<<<<

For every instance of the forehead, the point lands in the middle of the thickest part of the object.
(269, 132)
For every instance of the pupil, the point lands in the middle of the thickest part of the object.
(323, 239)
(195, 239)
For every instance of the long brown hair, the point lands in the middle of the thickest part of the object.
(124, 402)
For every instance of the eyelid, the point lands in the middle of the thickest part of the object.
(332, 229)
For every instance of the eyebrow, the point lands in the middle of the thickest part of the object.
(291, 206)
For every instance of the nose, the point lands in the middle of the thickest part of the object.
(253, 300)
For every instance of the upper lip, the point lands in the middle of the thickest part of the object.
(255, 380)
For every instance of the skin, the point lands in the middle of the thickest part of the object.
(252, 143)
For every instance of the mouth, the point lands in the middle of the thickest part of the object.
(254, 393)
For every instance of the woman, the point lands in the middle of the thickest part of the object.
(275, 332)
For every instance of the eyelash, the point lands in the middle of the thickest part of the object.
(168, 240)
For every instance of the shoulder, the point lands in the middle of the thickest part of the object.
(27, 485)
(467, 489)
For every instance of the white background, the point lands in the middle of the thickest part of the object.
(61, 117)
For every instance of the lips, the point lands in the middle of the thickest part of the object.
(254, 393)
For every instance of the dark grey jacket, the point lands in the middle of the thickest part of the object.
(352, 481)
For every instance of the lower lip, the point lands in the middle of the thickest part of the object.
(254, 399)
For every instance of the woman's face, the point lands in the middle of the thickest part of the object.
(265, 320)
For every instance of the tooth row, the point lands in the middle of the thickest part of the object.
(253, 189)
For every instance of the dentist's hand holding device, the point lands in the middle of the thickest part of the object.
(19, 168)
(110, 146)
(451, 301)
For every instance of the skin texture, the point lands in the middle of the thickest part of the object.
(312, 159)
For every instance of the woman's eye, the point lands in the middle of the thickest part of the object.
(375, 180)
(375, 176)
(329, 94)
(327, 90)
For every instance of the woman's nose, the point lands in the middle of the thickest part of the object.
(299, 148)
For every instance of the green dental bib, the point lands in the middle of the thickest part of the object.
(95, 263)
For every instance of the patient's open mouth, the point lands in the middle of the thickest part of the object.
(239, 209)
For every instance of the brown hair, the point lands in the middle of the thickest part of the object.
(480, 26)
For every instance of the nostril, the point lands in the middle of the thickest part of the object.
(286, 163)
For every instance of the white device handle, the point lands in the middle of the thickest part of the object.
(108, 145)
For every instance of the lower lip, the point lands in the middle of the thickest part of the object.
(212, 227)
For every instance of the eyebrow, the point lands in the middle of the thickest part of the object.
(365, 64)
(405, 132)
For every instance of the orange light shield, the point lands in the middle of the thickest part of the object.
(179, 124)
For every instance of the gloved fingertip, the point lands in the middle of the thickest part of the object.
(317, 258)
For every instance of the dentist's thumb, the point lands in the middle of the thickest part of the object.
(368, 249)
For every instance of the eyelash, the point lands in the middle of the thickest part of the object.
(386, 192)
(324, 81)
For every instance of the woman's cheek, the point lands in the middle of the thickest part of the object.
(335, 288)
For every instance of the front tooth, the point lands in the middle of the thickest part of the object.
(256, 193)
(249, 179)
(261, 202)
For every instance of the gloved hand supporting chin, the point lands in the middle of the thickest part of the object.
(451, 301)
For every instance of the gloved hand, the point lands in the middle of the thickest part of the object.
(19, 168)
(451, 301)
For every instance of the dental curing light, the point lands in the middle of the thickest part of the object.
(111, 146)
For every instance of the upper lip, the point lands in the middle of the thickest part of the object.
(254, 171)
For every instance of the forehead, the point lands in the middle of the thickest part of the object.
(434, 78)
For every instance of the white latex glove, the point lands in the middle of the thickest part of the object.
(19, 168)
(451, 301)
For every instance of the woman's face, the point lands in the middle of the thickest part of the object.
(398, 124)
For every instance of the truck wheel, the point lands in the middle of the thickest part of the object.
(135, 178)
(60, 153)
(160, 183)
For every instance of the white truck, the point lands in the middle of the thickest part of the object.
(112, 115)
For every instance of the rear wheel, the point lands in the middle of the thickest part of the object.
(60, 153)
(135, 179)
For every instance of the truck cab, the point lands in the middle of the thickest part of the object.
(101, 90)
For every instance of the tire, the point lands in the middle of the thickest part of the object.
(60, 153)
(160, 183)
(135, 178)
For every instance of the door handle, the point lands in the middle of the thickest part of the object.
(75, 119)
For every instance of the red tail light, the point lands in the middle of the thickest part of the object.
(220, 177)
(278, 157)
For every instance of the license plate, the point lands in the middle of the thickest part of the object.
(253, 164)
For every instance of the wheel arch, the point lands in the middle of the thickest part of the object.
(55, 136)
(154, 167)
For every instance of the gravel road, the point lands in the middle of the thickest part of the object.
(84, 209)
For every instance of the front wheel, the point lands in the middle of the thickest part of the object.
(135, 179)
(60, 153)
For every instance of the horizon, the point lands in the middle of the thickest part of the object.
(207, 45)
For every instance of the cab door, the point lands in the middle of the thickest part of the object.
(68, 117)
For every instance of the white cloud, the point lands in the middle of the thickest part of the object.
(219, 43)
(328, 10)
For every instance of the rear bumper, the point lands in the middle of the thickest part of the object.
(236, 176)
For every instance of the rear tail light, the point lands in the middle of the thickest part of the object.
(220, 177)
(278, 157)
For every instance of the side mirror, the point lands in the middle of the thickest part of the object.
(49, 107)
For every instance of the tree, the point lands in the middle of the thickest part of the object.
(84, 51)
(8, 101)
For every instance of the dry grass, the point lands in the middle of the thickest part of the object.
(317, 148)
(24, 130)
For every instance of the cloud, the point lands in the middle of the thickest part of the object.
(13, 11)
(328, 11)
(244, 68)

>>>>

**WHAT IS NEEDED**: Print the line containing "For every instance of the rear bumper, the" and every line after it to the end of the records above, exactly as written, and nothing else.

**RESPONSE TO THE TASK**:
For every instance of the rear bumper, the point lands in the middle of the thickest part of the object.
(236, 176)
For every instance of the rear tail light, the point lands in the middle of the thickest part of the object.
(220, 177)
(278, 157)
For every instance of the side mirror, the point lands in the middle of the thickest part of the object.
(49, 107)
For every instance of the tree, the point lands in the middle of the thickest part of the object.
(84, 51)
(8, 101)
For every instance of the dry grass, the point lands in the middle of the thickest part of the object.
(317, 148)
(24, 130)
For every instance of the cloud, the point lands in the middle of the thickest part of the object.
(13, 11)
(328, 11)
(244, 68)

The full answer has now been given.